Document extract Start Marker

The novel read at times as sort of high concept, too meta for this reader, but it is actually profoundly moving. Gospodinov takes on a huge canvas and very painful histories — the many specters of twentieth-century totalitarianism haunt the characters — and yet his gentle, graceful attention to detail makes the book aesthetically brilliant: full of gentle afternoons and buildings with dreamy  “apricot facades.” Certain sentences provide so much detail, a sort of personal tapestry, that they could begin entire other novels, fictional worlds, personal bunkers against the passage of time: 

The wallpaper, how could I forget, the wallpaper was a true revelation. The pattern here — with a castle and green vines — was very similar to what had hung in my room, pale green diamonds with entwining vegetation, except instead of a castle there had been a cabin tucked deep in the woods, with a little lake in front of it. Hundreds of copies of green cabins with green lakes.

Document extract End Marker
Listed records Start Marker

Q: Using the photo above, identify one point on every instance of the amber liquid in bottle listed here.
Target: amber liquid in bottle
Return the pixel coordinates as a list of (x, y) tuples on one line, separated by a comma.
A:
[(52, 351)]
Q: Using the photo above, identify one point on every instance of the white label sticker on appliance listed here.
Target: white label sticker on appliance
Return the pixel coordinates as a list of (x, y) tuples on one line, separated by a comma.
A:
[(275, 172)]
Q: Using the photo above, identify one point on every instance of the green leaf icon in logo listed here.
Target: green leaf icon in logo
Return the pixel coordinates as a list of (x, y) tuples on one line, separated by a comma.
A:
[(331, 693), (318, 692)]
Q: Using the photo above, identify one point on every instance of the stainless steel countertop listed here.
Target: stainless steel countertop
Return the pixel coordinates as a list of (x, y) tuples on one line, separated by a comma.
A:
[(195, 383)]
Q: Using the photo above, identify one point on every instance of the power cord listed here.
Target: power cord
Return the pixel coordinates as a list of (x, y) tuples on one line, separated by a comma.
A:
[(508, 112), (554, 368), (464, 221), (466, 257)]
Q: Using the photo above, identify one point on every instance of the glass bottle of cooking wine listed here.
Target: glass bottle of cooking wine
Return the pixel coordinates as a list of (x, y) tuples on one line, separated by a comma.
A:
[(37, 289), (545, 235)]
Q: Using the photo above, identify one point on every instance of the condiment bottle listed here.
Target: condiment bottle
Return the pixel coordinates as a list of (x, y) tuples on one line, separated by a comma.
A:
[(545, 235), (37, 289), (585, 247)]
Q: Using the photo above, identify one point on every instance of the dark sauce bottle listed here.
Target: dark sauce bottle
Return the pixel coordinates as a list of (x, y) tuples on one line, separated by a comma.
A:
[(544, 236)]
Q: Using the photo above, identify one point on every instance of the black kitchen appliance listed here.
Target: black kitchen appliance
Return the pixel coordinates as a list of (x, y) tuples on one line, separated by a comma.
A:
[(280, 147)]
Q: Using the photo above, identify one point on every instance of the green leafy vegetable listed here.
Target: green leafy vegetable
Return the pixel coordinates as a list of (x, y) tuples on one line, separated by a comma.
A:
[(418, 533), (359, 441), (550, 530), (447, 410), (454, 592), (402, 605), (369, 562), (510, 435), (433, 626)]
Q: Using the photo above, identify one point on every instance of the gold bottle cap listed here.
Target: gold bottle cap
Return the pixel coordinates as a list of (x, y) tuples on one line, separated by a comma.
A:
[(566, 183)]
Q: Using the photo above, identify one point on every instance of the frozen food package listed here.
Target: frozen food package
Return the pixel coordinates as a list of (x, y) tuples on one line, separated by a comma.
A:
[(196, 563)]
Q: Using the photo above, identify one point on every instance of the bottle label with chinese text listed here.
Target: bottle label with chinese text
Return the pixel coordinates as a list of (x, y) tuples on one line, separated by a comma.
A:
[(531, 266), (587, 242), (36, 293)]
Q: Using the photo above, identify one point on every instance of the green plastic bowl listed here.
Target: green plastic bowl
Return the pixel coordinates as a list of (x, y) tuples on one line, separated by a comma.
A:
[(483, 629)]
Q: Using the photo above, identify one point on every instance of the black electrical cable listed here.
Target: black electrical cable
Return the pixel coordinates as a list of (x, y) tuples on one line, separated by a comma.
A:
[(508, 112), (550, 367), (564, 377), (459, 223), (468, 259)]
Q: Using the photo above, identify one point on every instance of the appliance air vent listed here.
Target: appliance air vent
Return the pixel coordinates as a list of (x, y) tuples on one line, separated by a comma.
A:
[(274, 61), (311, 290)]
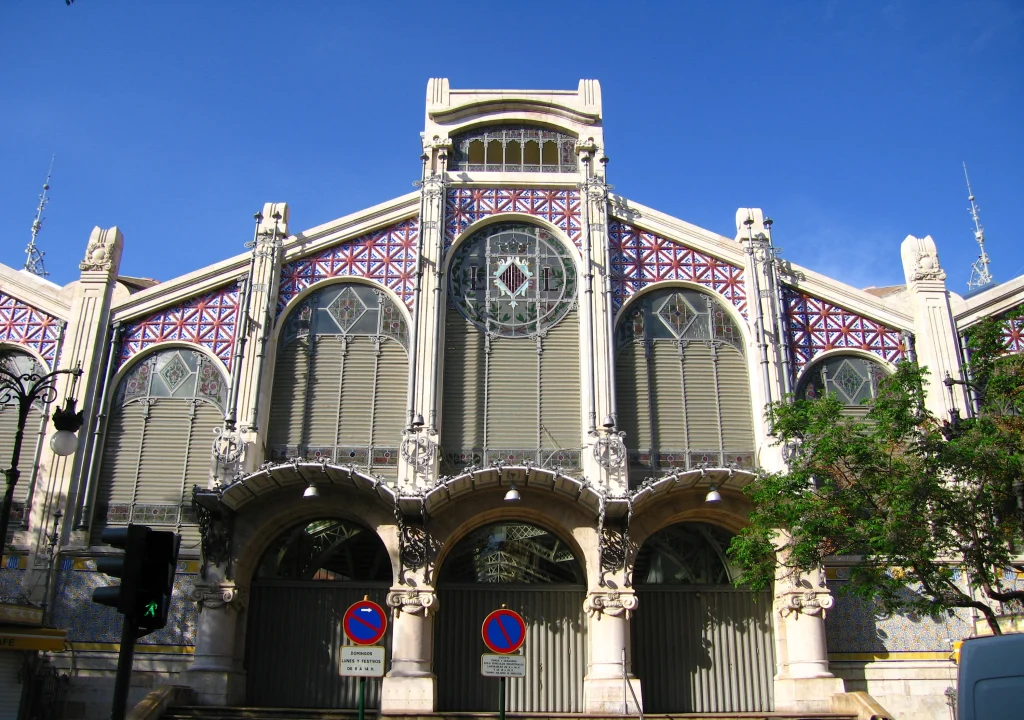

Listed records End Marker

■ Exercise
Answer these questions about the review excerpt on Gospodinov's novel.
(a) How does the review describe the facades of the buildings?
(b) In the quoted passage, what shape was the pale green pattern in the wallpaper of "my room"?
(c) In that same wallpaper, what stood in place of a castle?

■ Task output
(a) As "apricot facades," which it calls dreamy.
(b) Diamonds.
(c) A cabin tucked deep in the woods, with a little lake in front of it.